Excerto:
Neste tipo de cânone a racionalização do ensino apresenta-se como um dos elementos estruturantes. Este esforço de racionalização conduziu a que o ensino da música e a pedagogia artística passasse a utilizar expressões como objectivos, eficácia, eficiência, entre outros, importados do universo empresarial. Se esta racionalização se saldou por alguns ganhos significativos caiu-se contudo, “na tentação de reduzir o trabalho pedagógico a uma dimensão exclusivamente racional, como se o acto educativo se inscrevesse necessariamente no prolongamento do raciocínio científico. Como se fosse possível (e desejável) instaurar uma qualquer razão educativa limitando do ensino os factores aleatórios do quotidiano escolar” (Nóvoa,2002:33).

Este tipo de cânone manifesta-se em todos os tipos de ensino (superior e não superior) através dos repertórios estudados, enquadramentos teóricos dominantes, tecnologias e metodologias de ensino e modos de investigação e produção de conhecimento (Folhadela et all,1999, Ribeiro,2000; Santos,1998; Vasconcelos,2001).

Cânone de classificação. A ideologia canónica criou lógicas classificatórias de géneros e “has often been manipulated for the purposes of snobbery and social élitism” (Weber,2001:354). A distribuição das várias tipologias artístico-musicais por categorias que naturalizam as hierarquias e as diferenças, reforçam diferentes tipos de poderes. É por causa de isto que se olha para a música erudita ocidental como a “grande música”, mais dinâmica e complexa do que outros tipos de música.

Objetivo indicado:
Segundo o excerto, que expressões vindas do universo empresarial passaram a ser usadas no ensino da música e na pedagogia artística? Baseie-se apenas no excerto.

Dados guardados:
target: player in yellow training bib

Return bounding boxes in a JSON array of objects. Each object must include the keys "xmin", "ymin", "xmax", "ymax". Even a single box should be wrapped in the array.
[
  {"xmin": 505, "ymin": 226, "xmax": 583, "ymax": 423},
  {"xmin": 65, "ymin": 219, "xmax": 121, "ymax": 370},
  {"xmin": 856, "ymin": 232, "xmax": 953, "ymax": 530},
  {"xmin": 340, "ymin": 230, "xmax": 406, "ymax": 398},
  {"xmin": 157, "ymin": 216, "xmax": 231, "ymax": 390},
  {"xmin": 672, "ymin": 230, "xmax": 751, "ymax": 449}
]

Resposta escrita:
Expressões como objectivos, eficácia e eficiência, entre outras.